Problem - Retype the material word for word, everything from its first line down to the line containing "[80,82,138,348]", with both ends included. Leave the pictures out of your copy.

Extracted entries -
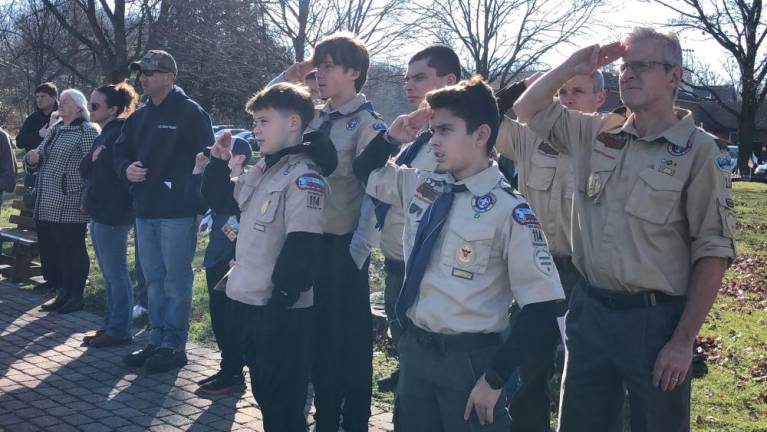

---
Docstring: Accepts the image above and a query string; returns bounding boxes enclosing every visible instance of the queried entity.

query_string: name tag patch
[452,267,474,280]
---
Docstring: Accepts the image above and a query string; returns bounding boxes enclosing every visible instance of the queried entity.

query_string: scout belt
[581,281,685,309]
[403,319,501,354]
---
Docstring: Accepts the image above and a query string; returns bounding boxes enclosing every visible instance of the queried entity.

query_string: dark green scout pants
[394,323,509,432]
[559,279,692,432]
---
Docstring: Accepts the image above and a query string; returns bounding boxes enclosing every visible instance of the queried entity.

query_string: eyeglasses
[619,61,674,73]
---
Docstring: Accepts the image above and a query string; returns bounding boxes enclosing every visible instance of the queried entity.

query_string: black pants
[509,257,579,432]
[559,281,692,432]
[205,261,245,375]
[312,234,373,432]
[36,220,90,299]
[228,300,314,432]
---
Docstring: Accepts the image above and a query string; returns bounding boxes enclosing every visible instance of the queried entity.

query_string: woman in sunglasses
[80,82,138,348]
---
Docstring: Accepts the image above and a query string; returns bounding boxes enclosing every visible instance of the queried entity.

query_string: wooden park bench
[0,186,41,283]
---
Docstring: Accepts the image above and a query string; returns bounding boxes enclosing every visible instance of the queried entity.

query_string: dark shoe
[87,333,132,348]
[197,371,221,386]
[83,329,104,345]
[56,298,83,314]
[123,344,157,367]
[378,369,399,393]
[197,374,245,396]
[144,348,187,373]
[40,292,69,312]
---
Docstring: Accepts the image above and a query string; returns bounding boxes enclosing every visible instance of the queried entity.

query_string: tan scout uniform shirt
[367,164,564,334]
[528,104,735,296]
[226,155,329,308]
[381,139,437,261]
[308,94,386,235]
[495,116,573,257]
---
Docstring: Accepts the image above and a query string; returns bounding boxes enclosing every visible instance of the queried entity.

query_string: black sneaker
[123,344,157,367]
[378,369,399,393]
[197,371,222,386]
[197,374,245,396]
[144,348,187,373]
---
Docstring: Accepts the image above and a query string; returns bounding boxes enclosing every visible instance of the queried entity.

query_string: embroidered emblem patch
[455,242,477,264]
[296,174,325,193]
[471,192,495,213]
[666,143,692,156]
[452,267,474,280]
[511,203,540,225]
[535,248,555,276]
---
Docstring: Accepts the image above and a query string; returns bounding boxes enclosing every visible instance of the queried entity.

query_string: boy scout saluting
[514,28,735,432]
[354,78,564,432]
[495,71,606,431]
[202,83,337,432]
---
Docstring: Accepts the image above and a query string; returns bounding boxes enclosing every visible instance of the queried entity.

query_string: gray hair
[623,27,682,66]
[59,89,91,122]
[590,69,605,93]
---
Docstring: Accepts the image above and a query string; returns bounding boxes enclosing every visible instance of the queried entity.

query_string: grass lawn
[0,150,767,426]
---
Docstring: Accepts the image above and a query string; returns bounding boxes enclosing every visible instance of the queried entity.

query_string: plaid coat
[34,119,99,223]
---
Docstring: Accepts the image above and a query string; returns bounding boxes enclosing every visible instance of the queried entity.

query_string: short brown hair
[426,76,500,154]
[245,83,314,130]
[312,33,370,93]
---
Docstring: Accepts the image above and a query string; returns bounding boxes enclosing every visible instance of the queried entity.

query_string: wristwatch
[485,369,506,390]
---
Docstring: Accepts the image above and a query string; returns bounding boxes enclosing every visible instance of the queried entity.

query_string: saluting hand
[567,42,626,75]
[387,108,432,144]
[282,60,314,84]
[210,130,232,160]
[463,374,503,425]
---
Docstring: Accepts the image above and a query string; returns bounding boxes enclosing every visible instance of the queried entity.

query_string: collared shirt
[226,154,329,308]
[381,138,437,261]
[307,94,386,235]
[495,116,573,257]
[528,103,735,296]
[367,163,564,334]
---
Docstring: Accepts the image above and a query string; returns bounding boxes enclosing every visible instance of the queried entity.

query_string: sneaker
[197,374,245,395]
[197,371,221,386]
[378,369,399,393]
[86,333,132,348]
[123,344,157,367]
[131,305,148,319]
[144,348,187,373]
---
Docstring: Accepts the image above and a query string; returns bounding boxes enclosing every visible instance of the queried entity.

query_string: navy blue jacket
[114,86,214,219]
[80,119,133,226]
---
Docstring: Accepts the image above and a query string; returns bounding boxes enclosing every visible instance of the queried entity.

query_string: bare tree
[655,0,767,172]
[418,0,602,86]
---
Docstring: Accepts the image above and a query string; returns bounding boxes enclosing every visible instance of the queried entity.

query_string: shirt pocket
[624,168,684,224]
[526,151,557,191]
[441,223,495,273]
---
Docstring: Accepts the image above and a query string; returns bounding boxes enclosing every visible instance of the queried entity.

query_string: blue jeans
[136,217,197,350]
[91,222,133,339]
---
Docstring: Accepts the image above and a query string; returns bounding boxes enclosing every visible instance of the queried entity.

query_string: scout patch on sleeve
[597,132,626,150]
[511,203,540,225]
[296,174,325,193]
[471,192,495,213]
[714,153,733,172]
[452,267,474,280]
[306,191,325,210]
[538,141,559,156]
[535,248,555,276]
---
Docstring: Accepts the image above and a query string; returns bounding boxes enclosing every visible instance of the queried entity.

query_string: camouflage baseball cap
[130,50,178,75]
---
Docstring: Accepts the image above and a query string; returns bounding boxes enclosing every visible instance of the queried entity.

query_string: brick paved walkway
[0,282,392,432]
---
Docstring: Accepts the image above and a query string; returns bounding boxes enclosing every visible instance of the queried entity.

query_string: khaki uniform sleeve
[365,162,418,207]
[495,116,538,162]
[527,100,602,154]
[285,172,330,234]
[686,142,735,263]
[504,203,565,307]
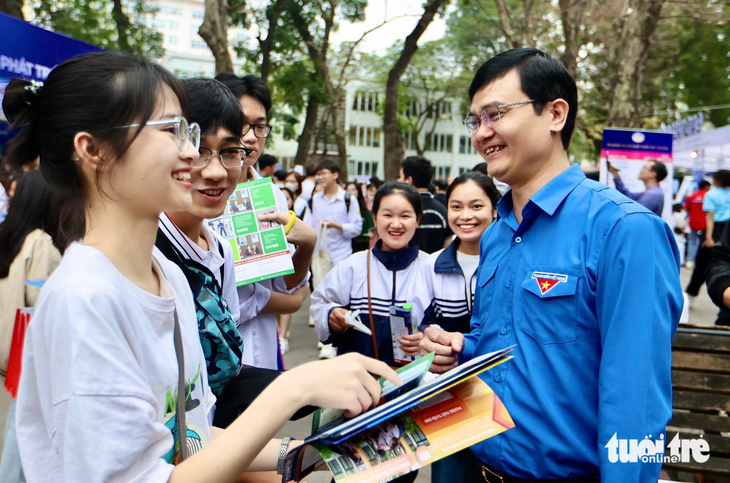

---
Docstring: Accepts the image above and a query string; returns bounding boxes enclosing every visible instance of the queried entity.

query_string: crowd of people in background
[0,45,716,483]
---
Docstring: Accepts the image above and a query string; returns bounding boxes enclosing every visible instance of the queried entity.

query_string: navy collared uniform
[462,165,683,483]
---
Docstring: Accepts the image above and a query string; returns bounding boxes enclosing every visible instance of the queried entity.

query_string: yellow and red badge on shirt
[532,272,568,295]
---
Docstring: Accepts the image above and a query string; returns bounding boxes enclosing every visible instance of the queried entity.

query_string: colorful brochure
[282,348,515,483]
[207,178,294,286]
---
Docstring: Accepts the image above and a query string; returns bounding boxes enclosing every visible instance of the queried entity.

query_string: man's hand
[607,163,621,178]
[420,327,464,374]
[259,211,317,247]
[319,220,342,232]
[328,307,352,332]
[398,332,423,357]
[722,287,730,309]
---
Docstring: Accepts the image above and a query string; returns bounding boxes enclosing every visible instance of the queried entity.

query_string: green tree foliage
[31,0,164,59]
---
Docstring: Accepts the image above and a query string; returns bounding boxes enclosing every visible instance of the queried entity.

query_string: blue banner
[0,13,102,149]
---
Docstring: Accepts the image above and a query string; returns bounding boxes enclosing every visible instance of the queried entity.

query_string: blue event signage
[601,128,672,158]
[0,13,102,148]
[0,13,102,82]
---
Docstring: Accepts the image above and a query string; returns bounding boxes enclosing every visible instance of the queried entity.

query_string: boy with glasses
[157,78,316,428]
[216,74,317,369]
[421,49,683,483]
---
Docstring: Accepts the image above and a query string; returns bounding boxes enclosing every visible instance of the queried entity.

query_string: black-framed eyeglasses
[191,146,253,169]
[119,117,200,151]
[462,99,535,134]
[242,123,271,138]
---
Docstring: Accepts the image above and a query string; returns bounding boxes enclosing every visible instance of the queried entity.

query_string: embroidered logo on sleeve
[532,272,568,295]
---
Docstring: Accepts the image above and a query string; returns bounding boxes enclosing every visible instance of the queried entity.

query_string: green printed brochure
[207,178,294,286]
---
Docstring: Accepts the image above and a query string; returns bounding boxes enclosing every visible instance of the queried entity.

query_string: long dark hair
[373,181,423,218]
[3,52,189,242]
[345,181,368,212]
[0,170,67,278]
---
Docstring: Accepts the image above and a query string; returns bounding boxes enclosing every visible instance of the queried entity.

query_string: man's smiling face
[469,69,552,187]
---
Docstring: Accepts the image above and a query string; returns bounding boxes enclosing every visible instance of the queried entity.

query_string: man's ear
[545,99,570,133]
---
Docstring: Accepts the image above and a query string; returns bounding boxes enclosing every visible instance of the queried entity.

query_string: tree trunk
[608,0,664,128]
[383,0,448,181]
[0,0,25,20]
[259,0,285,82]
[294,93,319,166]
[329,98,349,180]
[112,0,132,54]
[198,0,233,75]
[558,0,588,80]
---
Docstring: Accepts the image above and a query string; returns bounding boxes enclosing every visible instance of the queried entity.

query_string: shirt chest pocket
[517,267,580,344]
[474,263,498,320]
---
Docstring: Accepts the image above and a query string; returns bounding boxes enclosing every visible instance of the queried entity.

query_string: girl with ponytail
[3,52,399,482]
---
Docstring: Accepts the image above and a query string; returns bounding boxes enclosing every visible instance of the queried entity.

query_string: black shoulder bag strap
[152,260,188,463]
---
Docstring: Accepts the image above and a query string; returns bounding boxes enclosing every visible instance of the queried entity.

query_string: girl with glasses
[3,52,398,482]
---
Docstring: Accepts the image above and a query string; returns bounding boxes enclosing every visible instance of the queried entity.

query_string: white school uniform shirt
[159,213,239,325]
[237,170,309,369]
[16,243,215,483]
[309,246,431,357]
[304,186,362,266]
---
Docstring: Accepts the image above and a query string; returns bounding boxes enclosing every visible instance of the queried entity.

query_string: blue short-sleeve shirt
[462,165,683,482]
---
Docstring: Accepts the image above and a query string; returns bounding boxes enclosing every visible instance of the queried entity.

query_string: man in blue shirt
[608,160,668,216]
[421,49,682,483]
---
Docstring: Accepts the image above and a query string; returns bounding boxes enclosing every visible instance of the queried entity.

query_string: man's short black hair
[274,169,287,183]
[400,156,433,189]
[469,48,578,151]
[215,72,271,116]
[259,154,279,171]
[651,161,669,182]
[317,159,340,174]
[184,77,243,138]
[304,163,317,178]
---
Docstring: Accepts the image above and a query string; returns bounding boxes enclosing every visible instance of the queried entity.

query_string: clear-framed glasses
[462,99,535,134]
[191,146,253,169]
[242,123,271,138]
[119,117,200,151]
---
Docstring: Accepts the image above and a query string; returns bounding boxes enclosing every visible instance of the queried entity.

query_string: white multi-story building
[146,5,483,180]
[151,0,247,78]
[268,81,483,180]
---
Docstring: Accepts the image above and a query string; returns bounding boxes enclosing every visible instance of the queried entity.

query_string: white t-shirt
[456,250,479,310]
[17,243,215,482]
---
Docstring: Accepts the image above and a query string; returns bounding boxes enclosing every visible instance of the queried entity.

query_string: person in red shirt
[684,179,711,268]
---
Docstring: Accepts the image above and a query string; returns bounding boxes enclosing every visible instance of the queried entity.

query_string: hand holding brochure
[207,178,294,286]
[282,348,514,483]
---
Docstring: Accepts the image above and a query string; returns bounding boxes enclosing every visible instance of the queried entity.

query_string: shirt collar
[497,163,586,218]
[160,213,224,270]
[315,186,345,203]
[433,237,463,274]
[373,240,419,272]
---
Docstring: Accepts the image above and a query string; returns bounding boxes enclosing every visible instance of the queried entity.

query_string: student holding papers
[404,171,501,483]
[216,73,316,369]
[3,52,399,483]
[156,78,316,427]
[421,49,682,483]
[309,183,430,365]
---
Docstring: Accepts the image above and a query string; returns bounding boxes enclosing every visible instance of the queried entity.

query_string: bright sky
[332,0,446,53]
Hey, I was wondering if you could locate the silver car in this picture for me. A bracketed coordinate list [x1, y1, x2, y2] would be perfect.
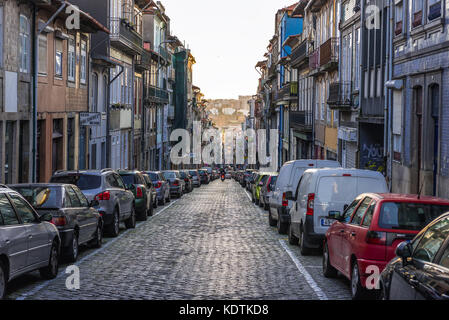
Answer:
[0, 186, 61, 299]
[50, 169, 136, 237]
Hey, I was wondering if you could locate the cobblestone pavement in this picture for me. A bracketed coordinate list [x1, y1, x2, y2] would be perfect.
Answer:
[7, 180, 350, 300]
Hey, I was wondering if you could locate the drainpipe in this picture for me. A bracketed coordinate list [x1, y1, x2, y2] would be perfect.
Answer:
[388, 0, 394, 192]
[32, 2, 66, 183]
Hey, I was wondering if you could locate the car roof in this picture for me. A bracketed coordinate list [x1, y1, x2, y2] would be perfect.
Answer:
[304, 168, 383, 178]
[360, 193, 449, 205]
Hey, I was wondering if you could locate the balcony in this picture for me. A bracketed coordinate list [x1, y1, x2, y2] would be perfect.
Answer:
[110, 18, 143, 55]
[136, 50, 151, 71]
[289, 111, 313, 132]
[146, 86, 168, 104]
[290, 39, 309, 67]
[167, 106, 175, 120]
[309, 49, 320, 71]
[319, 37, 338, 71]
[327, 81, 353, 110]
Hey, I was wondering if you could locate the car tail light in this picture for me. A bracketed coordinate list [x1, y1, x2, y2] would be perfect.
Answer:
[306, 193, 315, 216]
[51, 217, 67, 227]
[136, 187, 143, 199]
[366, 231, 387, 245]
[282, 193, 288, 207]
[95, 191, 111, 201]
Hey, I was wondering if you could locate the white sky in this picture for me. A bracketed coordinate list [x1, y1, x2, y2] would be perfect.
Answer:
[161, 0, 296, 99]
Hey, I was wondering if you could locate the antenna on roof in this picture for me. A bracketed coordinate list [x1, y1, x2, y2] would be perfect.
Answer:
[418, 181, 424, 200]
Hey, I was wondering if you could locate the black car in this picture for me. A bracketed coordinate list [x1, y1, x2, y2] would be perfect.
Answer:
[10, 184, 103, 262]
[380, 213, 449, 300]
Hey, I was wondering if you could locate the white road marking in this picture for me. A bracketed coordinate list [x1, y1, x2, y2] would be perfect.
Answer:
[279, 240, 329, 300]
[16, 199, 180, 300]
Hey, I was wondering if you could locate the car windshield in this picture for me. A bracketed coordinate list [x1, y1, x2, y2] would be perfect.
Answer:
[51, 174, 101, 190]
[379, 202, 449, 231]
[120, 174, 136, 185]
[14, 187, 62, 209]
[164, 172, 176, 179]
[148, 172, 159, 181]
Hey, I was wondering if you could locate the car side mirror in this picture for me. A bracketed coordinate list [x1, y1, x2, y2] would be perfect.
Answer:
[396, 241, 412, 263]
[89, 199, 100, 208]
[327, 211, 343, 221]
[285, 191, 296, 201]
[39, 213, 53, 222]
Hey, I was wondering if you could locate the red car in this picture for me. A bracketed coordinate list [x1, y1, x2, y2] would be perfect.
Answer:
[323, 193, 449, 299]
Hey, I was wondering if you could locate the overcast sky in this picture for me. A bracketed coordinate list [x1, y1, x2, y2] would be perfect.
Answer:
[161, 0, 296, 99]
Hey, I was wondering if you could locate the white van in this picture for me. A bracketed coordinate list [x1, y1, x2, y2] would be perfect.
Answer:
[287, 168, 389, 255]
[268, 160, 341, 234]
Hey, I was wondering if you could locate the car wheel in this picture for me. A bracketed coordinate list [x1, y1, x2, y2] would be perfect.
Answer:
[0, 262, 6, 300]
[108, 208, 120, 238]
[323, 242, 337, 278]
[277, 218, 288, 234]
[39, 241, 59, 280]
[125, 207, 136, 229]
[299, 226, 311, 256]
[92, 221, 103, 248]
[288, 224, 299, 246]
[67, 232, 79, 262]
[351, 261, 365, 300]
[268, 210, 277, 227]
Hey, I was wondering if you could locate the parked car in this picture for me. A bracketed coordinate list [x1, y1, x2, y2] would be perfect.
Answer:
[0, 185, 61, 299]
[323, 193, 449, 299]
[380, 213, 449, 301]
[10, 184, 103, 262]
[50, 169, 136, 237]
[288, 168, 389, 255]
[198, 169, 210, 184]
[268, 160, 341, 234]
[146, 171, 171, 206]
[179, 170, 193, 193]
[259, 172, 278, 210]
[162, 171, 186, 198]
[141, 172, 158, 209]
[118, 170, 153, 221]
[189, 170, 201, 188]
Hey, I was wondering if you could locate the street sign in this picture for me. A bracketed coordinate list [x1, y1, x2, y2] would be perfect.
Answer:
[80, 112, 101, 127]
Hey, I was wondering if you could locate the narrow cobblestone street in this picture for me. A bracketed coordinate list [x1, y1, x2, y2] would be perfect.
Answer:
[7, 180, 350, 300]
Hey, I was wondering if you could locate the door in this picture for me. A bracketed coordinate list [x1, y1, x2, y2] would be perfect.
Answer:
[10, 194, 49, 266]
[327, 197, 362, 270]
[0, 193, 28, 275]
[340, 197, 372, 278]
[73, 186, 98, 243]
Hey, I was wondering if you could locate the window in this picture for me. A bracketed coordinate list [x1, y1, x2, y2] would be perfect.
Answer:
[72, 187, 89, 207]
[80, 40, 87, 84]
[351, 197, 372, 225]
[39, 34, 47, 75]
[413, 218, 449, 262]
[55, 39, 62, 77]
[343, 198, 362, 223]
[394, 2, 402, 35]
[10, 194, 37, 224]
[66, 187, 81, 208]
[427, 0, 441, 21]
[412, 0, 423, 28]
[19, 15, 30, 73]
[67, 36, 76, 81]
[362, 201, 377, 228]
[0, 193, 19, 226]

Solution for this task -
---
Docstring: Accepts the image above and a query string; returns bounding boxes enclosing every visible instance of the queried entity.

query_string: name tag patch
[452,267,474,280]
---
Docstring: Accepts the image above and a query string; returns bounding boxes enclosing every visible instance of the queried entity.

query_string: scout belt
[581,281,685,309]
[403,319,501,354]
---
Docstring: Accepts the image above and a query string; returns bounding boxes enclosing every visible instance of the queried entity.

query_string: dark green scout pants
[394,323,509,432]
[559,279,692,432]
---
Docstring: Accepts the image above and a query string; returns bounding boxes enclosing every visible instance of the queried entity.

query_string: eyeglasses
[619,61,674,73]
---
Docstring: Accepts the image above and a query string; returns bounding boxes enclosing every visible instance of the queried entity.

query_string: black pants
[509,257,579,432]
[559,281,692,432]
[205,261,245,375]
[312,234,373,432]
[36,220,90,299]
[228,300,314,432]
---
Docstring: Accepts the image above and a query string; returns bounding boxes enclosing every visible instance of the queried entity.

query_string: woman in sunglasses
[80,82,138,348]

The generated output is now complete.